━━ RECORDS FOR THIS EXERCISE

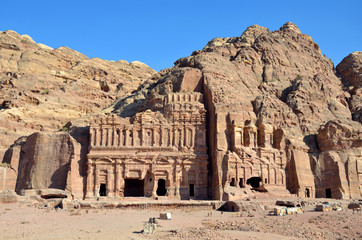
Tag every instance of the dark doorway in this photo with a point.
(241, 182)
(133, 188)
(233, 183)
(307, 192)
(254, 182)
(192, 190)
(161, 188)
(103, 190)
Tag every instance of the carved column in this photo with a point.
(96, 182)
(142, 136)
(125, 137)
(113, 143)
(117, 178)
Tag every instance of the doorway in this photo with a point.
(161, 187)
(192, 190)
(233, 183)
(133, 188)
(241, 182)
(254, 182)
(103, 190)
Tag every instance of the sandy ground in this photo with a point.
(28, 222)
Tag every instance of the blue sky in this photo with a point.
(159, 32)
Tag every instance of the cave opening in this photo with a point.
(233, 183)
(161, 187)
(133, 188)
(192, 190)
(102, 190)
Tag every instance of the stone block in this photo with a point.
(165, 216)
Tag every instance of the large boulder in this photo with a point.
(51, 161)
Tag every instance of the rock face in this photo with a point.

━━━━

## SET TASK
Please rewrite all the rows above, switching "Tag" to "Mark" wherever it occurs and keeping everything else the same. Leave out the pictures.

## ANSWER FOR THE TASK
Mark every instance of the dark doorway in this photo with a point.
(241, 182)
(133, 188)
(233, 183)
(307, 192)
(254, 182)
(192, 190)
(161, 188)
(103, 190)
Mark every instance of the carved column in this photo with a point.
(96, 182)
(142, 136)
(125, 137)
(113, 143)
(117, 178)
Mark every instance of the doorway in this photo with a point.
(161, 187)
(192, 190)
(233, 183)
(133, 188)
(241, 182)
(254, 182)
(103, 190)
Mark every instance of the sandy ground in this photo with a point.
(28, 222)
Mark every instance of the blue sky in this photo with a point.
(159, 32)
Mark every instance of the cave opening in this photo with a point.
(233, 183)
(161, 187)
(133, 188)
(192, 190)
(102, 190)
Mark every instance of the stone block in this photo with a point.
(165, 216)
Mark every instance of the large boulder in this photo with a point.
(51, 161)
Mark every instance of the rock face in this photo with a point.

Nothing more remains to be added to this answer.